#### QUOTED PASSAGE:
_____
The Pitfalls of Jogging

If you are currently jogging with the sincere desire for fat loss, you need to stop what you are doing and read this right now.

“I need to lose some weight. I think I am going to take up jogging”. I have heard these phrases uttered by more people over the years than I can count. Once the weather improves, joggers new and old come out in full force. Many people run for the endorphins alone and that’s fine, if it is something you enjoy doing, but it is not as beneficial as you might think.  Next time you’re driving down a residential street, take a close look at the joggers you see. Are they lean and muscular?  Not likely unless they are blessed with great genetics. For the others, the term “skinny fat” comes to mind; they have very little muscle and moderate to high amounts of fat in relation to their bodyweight. It is easy to fool ourselves into thinking that we are healthy because we look slim in the mirror and have a great score on the body mass index scale, but if we were to take an actual body fat reading of most joggers, many would carry more fat than what is considered optimal by today’s standards.

Jogging becomes a catabolic activity after 30 to 40 minutes—your body uses your protein stores (i.e., your muscles) as the primary source of fuel for your run. The ideal fuel source for any physical activity is carbohydrates and fat. Having less muscle means a slower metabolism and a slower metabolism means you can’t eat as much as you once did and maintain the same bodyweight. Muscle is metabolically active. For every pound of muscle you have on your body, you will burn an extra 50 calories a day just sitting on the couch watching television. Muscle needs to be fed in order to maintain its existence. Study after study has shown that as we age, those with more muscle on their frames are destined to live longer than those without. This goes for people in their 60’s, 70’s and 80’s. Muscle is not reserved for the younger generation. It is in everyone’s best interest to have as much of it as possible.

From a historical standpoint, jogging is a man-made activity. We did not evolve jogging. We ran from our predators, chased our next meals or walked for days in nomadic tribes in search of our next destination. The human genome has changed little over the past 20,000 years and our bodies require the same types of activities. Think about the current mainstream sports and activities that we watch and/or engage in on a regular basis. Very few of them have a slow-to-medium rhythmically consistent pace. In fact, they are quite the opposite. They consist of quick bursts of energy followed by brief recovery periods.
_____
#### INFORMATION GIVEN:
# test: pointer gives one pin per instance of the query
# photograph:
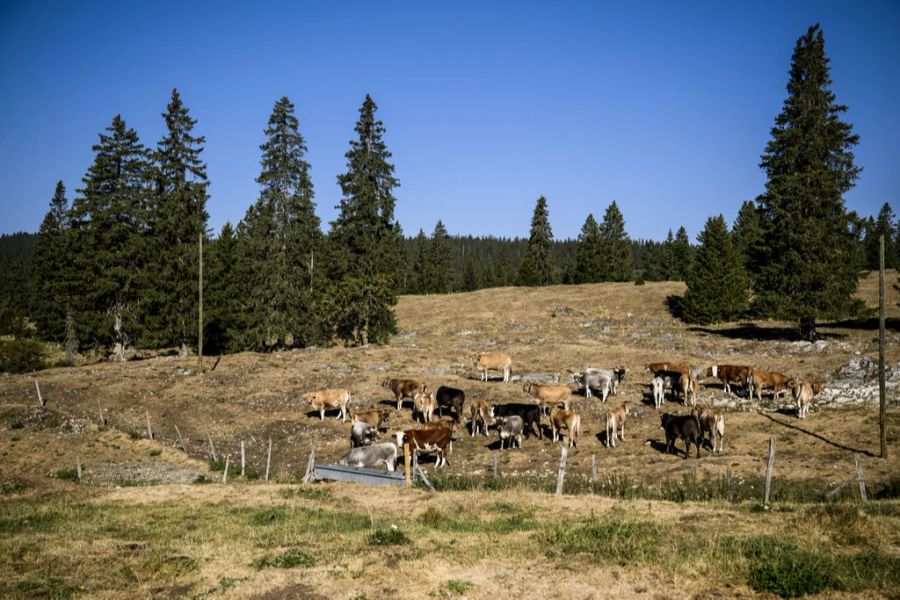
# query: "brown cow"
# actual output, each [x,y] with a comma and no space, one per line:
[803,394]
[403,388]
[480,414]
[497,361]
[373,417]
[329,398]
[615,424]
[547,395]
[760,379]
[712,422]
[729,374]
[561,417]
[427,440]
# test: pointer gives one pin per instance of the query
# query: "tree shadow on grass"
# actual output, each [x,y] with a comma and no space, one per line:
[817,436]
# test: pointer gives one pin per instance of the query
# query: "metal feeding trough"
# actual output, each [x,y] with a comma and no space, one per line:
[359,475]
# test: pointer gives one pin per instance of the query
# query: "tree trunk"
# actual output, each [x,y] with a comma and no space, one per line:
[808,328]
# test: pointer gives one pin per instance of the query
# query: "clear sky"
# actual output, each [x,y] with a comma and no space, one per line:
[664,107]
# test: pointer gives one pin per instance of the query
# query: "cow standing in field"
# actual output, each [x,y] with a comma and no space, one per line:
[479,416]
[547,395]
[615,424]
[529,413]
[451,399]
[497,361]
[686,427]
[371,456]
[329,398]
[404,388]
[729,374]
[560,418]
[712,423]
[510,430]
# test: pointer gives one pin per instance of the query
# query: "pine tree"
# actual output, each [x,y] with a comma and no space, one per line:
[589,266]
[51,268]
[616,247]
[366,241]
[716,283]
[441,260]
[109,222]
[282,242]
[808,269]
[537,267]
[178,221]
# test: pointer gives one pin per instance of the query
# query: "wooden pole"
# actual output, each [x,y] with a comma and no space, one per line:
[406,463]
[769,466]
[561,476]
[180,439]
[862,482]
[200,317]
[882,395]
[310,466]
[212,448]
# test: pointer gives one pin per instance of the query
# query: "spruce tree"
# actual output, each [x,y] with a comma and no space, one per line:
[51,267]
[441,261]
[716,282]
[283,242]
[589,266]
[178,221]
[109,222]
[616,246]
[537,266]
[807,268]
[365,239]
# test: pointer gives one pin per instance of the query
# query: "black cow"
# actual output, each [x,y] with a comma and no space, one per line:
[530,413]
[450,398]
[686,427]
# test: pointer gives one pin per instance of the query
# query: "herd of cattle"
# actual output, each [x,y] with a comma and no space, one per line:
[515,420]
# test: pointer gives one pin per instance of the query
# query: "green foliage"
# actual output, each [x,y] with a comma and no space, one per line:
[392,536]
[716,283]
[808,267]
[537,267]
[21,356]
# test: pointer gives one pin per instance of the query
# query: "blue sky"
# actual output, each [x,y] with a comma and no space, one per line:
[664,107]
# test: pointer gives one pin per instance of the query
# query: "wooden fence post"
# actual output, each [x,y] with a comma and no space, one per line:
[560,477]
[180,439]
[212,448]
[769,466]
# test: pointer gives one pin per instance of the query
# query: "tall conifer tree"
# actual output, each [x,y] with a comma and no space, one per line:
[178,221]
[109,224]
[537,266]
[366,240]
[716,283]
[284,241]
[807,267]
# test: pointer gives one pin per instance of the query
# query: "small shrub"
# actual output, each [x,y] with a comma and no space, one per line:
[21,356]
[388,537]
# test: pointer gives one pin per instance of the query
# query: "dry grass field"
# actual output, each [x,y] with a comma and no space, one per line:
[148,520]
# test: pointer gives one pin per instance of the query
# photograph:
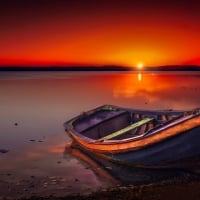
_____
#### TASKS TO COMPLETE:
a: In the jogging article, after how long does jogging become a catabolic activity?
b: Reproduce word for word the part of the jogging article that starts at the words "The Pitfalls of" and stops after the words "this right now.".

#### SOLVED TASKS:
a: After 30 to 40 minutes.

b:
The Pitfalls of Jogging

If you are currently jogging with the sincere desire for fat loss, you need to stop what you are doing and read this right now.